Тяжело искали и остальных героев. Например, на роль мамы перебрали сначала всех наших актрис, потом из ближнего зарубежья. Для меня было очень важно, чтобы пара оказалась интернациональной и никто не мог сказать: “Ну, в наших (казахских, татарских, русских и т. д.) семьях такого не бывает, это не про нас”. В итоге прошли пробы с сербской актрисой Слободой МИЧАЛОВИЧ и я поняла: она идеально подходит. Опасалась только одного: что гонорар актрисы с мировым именем, снимавшейся у Кустурицы, окажется для нас неподъемным. Но когда она прочитала сценарий, то сказала, что в этой истории гонорар не главное. Три месяца Слобода учила русский текст, чтобы работать на съемочной площадке. Но поскольку все равно присутствовал акцент, на озвучку приехала ее постоянный российский дублер.
Популярный эстонский и российский актер Кирилл КЯРО прекрасно подошел на роль учителя. Ну и в роли отца мальчика великолепный казахстанский актер Еркебулан ДАЙЫРОВ.
- Подростку не требовалась помощь психолога, для того чтобы справиться с этой ролью?
____
▶ [ЗАДАНИЯ К УПРАЖНЕНИЮ]:
a: Почему, согласно фрагменту интервью о подборе актеров, на озвучку роли Слободы Мичалович приехал ее постоянный российский дублер? Ответьте одним–тремя предложениями.
b: Подхватите фрагмент интервью о подборе актеров и напишите его продолжение после последнего вопроса.
____
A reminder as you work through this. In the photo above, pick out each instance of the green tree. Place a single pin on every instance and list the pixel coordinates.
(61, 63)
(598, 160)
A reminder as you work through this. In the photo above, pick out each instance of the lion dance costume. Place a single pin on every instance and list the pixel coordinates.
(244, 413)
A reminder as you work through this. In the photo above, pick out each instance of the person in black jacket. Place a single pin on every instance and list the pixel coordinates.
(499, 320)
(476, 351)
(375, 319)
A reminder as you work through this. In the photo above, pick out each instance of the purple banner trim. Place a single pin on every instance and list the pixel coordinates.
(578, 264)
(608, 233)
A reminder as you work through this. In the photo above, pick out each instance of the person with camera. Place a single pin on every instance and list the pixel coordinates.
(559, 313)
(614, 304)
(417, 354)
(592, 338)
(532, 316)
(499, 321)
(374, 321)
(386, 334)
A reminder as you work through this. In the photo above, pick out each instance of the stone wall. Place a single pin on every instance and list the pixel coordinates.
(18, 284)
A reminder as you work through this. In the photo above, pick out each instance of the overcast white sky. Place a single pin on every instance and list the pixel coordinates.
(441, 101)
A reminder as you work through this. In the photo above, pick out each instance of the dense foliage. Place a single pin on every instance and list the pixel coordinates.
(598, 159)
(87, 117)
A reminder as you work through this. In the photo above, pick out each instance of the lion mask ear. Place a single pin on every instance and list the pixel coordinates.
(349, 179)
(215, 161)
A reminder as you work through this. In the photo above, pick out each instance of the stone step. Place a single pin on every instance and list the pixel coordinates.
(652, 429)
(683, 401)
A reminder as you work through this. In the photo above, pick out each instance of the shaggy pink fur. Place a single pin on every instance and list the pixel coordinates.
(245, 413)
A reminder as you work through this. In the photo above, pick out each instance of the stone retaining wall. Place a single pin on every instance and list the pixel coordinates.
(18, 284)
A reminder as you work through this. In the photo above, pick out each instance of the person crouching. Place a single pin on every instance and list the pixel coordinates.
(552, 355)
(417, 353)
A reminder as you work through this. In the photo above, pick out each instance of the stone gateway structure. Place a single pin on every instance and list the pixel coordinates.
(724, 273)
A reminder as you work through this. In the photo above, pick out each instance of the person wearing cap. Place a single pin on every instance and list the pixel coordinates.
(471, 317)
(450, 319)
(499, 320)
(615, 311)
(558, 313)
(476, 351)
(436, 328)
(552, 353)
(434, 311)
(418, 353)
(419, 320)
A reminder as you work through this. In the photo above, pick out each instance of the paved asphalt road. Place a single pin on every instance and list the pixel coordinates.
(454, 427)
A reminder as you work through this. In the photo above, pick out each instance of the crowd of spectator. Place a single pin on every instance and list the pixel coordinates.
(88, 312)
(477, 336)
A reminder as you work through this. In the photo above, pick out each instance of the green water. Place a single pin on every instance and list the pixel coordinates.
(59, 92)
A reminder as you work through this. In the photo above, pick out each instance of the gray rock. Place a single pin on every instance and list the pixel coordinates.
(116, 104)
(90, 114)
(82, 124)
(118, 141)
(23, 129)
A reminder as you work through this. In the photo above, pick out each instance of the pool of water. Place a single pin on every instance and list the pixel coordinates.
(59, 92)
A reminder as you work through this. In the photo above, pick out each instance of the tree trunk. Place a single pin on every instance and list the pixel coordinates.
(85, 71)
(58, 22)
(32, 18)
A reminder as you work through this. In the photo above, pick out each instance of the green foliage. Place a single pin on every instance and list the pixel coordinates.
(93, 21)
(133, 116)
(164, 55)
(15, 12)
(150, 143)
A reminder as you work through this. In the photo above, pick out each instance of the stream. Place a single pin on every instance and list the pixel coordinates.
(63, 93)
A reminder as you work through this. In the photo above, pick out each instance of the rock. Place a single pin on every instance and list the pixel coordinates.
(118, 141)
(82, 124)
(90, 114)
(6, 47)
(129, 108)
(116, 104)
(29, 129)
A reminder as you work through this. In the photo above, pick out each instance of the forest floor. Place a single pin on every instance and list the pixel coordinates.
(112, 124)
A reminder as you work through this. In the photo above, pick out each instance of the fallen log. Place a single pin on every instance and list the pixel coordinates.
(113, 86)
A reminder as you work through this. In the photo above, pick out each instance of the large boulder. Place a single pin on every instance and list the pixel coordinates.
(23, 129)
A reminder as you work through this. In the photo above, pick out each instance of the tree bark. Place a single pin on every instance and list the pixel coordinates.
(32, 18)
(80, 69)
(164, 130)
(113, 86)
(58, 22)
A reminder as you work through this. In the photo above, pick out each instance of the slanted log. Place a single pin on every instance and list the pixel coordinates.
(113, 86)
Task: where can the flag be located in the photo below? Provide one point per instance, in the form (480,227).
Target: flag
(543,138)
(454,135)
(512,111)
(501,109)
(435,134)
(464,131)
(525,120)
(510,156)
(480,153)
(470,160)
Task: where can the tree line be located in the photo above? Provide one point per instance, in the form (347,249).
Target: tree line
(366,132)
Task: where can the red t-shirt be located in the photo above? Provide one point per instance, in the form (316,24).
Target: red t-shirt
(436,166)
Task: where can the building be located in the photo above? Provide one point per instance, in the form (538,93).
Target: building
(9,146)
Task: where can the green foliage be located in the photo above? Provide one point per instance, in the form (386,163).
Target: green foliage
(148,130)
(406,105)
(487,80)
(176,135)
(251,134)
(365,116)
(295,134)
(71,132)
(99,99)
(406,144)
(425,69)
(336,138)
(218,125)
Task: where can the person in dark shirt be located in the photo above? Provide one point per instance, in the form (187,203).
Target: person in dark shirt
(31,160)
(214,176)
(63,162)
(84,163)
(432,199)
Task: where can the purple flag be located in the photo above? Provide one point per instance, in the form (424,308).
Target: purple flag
____
▶ [ОТВЕТЫ К ЗАДАНИЯМ]:
a: Слобода Мичалович три месяца учила русский текст, чтобы работать на съемочной площадке, но акцент у нее все равно остался. Поэтому для озвучки пригласили ее постоянного российского дублера.

b:
- Нет, мы не привлекали психологов. Я очень хорошо работаю с детьми: были проекты с детским домом, я вела обучающие курсы. К сожалению, вижу, как много травмированных детей в любой среде. Кстати, мы снимали кино не в той НИШ, где произошла трагедия с мальчиком, надевшим юбку, а в другой школе. Но когда спросили ребят в неформальной обстановке, бывают ли случаи буллинга или истории, подобные той, в которой нашего героя шутки ради запирают в шкафу, ребята замялись, толком нам не ответили, но это умалчивание было очень красноречивым.
- Чего вы ждете от казахстанской аудитории? Явно не больших сборов…
- Мне не важны ни сборы, ни какая-то слава. Я считаю, это кино, которое надо посмотреть не для удовольствия, а для того, чтобы понять что-то очень важное. И смотреть стоит с семьей. Прокат начнется весной. Он будет не агрессивным, а растянутым. Дело в том, что если мы не будем нашему зрителю показывать другие, не коммерческие фильмы, то он так и будет считать, что кино бывает исключительно для развлечения, что-то вроде попкорна. А в кино должны быть и сомнение, и инакомыслие.